SELECTED PASSAGE »
------------------------------------------------------------

1931 book by Charles Fort

Lo! is the third published nonfiction work of the author Charles Fort (first edition 1931). In it he details a wide range of unusual phenomena. In the final chapter of the book he proposes a new cosmology that the earth is stationary in space and surrounded by a solid shell which is "not unthinkably far away".

== Overview ==

Of Fort's four books, this volume deals most frequently and scathingly with astronomy (continuing from his previous book New Lands). The book also deals extensively with other subjects, including paranormal phenomena (see parapsychology), which were explored in his first book, The Book of the Damned.

In Lo!, Fort coined the now-popular term "teleportation". He also tied his previous statements on what he referred to as the Super-Sargasso Sea into his beliefs on teleportation. He would later expand this theory to include purported mental and psychic phenomena in his fourth and final book, Wild Talents.

It takes its derisive title from what he regarded as the tendency of astronomers to make positivistic, overly precise, and premature announcements of celestial events and discoveries. Fort portrays them as quack prophets, sententiously pointing towards the skies and saying "Lo!".

Lo! has been described as Fort's "most accessible, most readable book". It is divided into two sections: the first on the above phenomena; the second, on his attacks on the contemporary astronomy. The reason for this is that Fort had been working on a follow-up to The Book of the Damned, but he scrapped the idea and incorporated many of the subjects into this one.

Lo! is used extensively in Blue Balliett's book Chasing Vermeer.

==Part One: Teleportation==

Fort establishes his thesis for this particular book early on—that some sort of mysterious force, known as the "cosmic joker" (sic), is responsible for the teleportation of people, animals, and materials. This thesis would be revised later to accommodate Fort's research on psychic phenomena in Wild Talents.

Fort starts the book largely where he left off in The Book of the Damned: mysterious falls of animals and strange materials, flying stones, poltergeist activity, etc., and incorporates these strange phenomena into his new theory on teleportation, saying that teleportation from the Super-Sargasso Sea can explain these phenomena. Fort also briefly touches on UFOs again in this book, and writes extensively on a number of other topics which he claims can be explained by teleportation: cryptozoology and various out of place animals, animal mutilations and attacks on people, strange swarming of balls, the emergence of various strange people (the famous cases of Princess Caraboo and Kaspar Hauser), and the mysterious disappearances of others (including the diplomat Benjamin Bathurst, and vessels such as the Mary Celeste, Carroll A. Deering, and , presaging later interest in the Bermuda Triangle phenomenon). He writes a chapter on the winter of 1904–1905 in Britain, when a widespread religious revival in England and Wales coincided with numerous other strange occurrences: the appearances of ghosts, poltergeists, a few purported cases of Spontaneous Human Combustion, and a ravenous predator mutilating sheep and other farm animals in Northumberland.

------------------------------------------------------------

MATERIAL PROVIDED »
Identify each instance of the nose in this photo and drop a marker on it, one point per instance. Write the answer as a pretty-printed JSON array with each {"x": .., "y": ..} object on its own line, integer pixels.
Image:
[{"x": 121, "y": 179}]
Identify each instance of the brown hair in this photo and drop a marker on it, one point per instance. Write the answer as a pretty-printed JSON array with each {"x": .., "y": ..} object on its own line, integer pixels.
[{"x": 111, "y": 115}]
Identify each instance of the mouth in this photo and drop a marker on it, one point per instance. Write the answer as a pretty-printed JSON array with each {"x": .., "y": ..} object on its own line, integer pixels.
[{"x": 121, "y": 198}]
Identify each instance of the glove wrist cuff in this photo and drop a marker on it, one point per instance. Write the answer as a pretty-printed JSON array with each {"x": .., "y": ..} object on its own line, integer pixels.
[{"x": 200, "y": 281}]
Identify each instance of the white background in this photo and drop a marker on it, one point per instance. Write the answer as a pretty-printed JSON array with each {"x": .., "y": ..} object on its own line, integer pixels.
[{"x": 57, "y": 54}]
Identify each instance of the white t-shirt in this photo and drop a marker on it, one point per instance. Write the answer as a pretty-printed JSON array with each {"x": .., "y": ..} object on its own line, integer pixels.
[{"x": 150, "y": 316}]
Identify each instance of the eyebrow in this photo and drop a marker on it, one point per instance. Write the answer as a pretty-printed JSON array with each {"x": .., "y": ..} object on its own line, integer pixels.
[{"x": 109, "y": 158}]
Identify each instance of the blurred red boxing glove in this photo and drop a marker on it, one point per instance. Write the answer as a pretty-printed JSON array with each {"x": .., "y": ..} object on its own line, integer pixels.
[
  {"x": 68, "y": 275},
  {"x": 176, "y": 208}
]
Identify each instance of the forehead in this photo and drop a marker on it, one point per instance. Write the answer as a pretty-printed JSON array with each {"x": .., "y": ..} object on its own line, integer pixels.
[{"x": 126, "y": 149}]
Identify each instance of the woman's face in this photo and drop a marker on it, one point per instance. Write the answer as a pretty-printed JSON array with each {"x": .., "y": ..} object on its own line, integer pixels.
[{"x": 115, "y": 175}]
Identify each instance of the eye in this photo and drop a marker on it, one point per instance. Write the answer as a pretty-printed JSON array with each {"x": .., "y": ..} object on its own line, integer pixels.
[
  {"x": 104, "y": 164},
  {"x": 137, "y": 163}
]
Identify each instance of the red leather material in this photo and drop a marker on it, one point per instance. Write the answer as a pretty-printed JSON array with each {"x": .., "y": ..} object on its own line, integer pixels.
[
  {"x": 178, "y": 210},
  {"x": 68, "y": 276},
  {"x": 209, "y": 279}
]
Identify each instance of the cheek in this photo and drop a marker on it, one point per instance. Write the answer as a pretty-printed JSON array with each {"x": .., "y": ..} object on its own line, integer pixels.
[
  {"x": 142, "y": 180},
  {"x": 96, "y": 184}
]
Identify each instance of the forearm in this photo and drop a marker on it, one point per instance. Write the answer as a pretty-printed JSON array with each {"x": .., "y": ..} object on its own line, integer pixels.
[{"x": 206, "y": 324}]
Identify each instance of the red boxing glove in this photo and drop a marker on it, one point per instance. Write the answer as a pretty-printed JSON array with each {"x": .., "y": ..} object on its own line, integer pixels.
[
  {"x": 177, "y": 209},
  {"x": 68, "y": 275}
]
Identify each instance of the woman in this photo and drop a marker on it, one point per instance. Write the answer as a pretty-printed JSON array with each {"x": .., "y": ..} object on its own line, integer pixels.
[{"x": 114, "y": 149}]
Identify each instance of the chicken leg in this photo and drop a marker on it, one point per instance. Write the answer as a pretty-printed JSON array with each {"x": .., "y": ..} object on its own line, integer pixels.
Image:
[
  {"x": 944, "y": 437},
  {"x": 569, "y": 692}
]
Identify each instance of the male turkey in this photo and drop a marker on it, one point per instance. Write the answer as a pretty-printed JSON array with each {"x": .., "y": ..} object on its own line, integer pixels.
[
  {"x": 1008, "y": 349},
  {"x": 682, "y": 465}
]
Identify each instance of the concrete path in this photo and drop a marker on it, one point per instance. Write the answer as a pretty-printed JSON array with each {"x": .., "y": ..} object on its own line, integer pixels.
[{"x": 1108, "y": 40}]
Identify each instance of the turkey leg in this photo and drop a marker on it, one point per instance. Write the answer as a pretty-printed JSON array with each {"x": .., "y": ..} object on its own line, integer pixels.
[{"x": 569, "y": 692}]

------------------------------------------------------------

INSTRUCTION A » Write out the part of the Lo! article starting at "Of Fort's four" and ending at "book, Wild Talents.".
INSTRUCTION B » Count how many lines of the records contain the string "glove", and reply with the number only.
The records are unrelated to the text.

OUTPUT A »
Of Fort's four books, this volume deals most frequently and scathingly with astronomy (continuing from his previous book New Lands). The book also deals extensively with other subjects, including paranormal phenomena (see parapsychology), which were explored in his first book, The Book of the Damned.

In Lo!, Fort coined the now-popular term "teleportation". He also tied his previous statements on what he referred to as the Super-Sargasso Sea into his beliefs on teleportation. He would later expand this theory to include purported mental and psychic phenomena in his fourth and final book, Wild Talents.

OUTPUT B » 3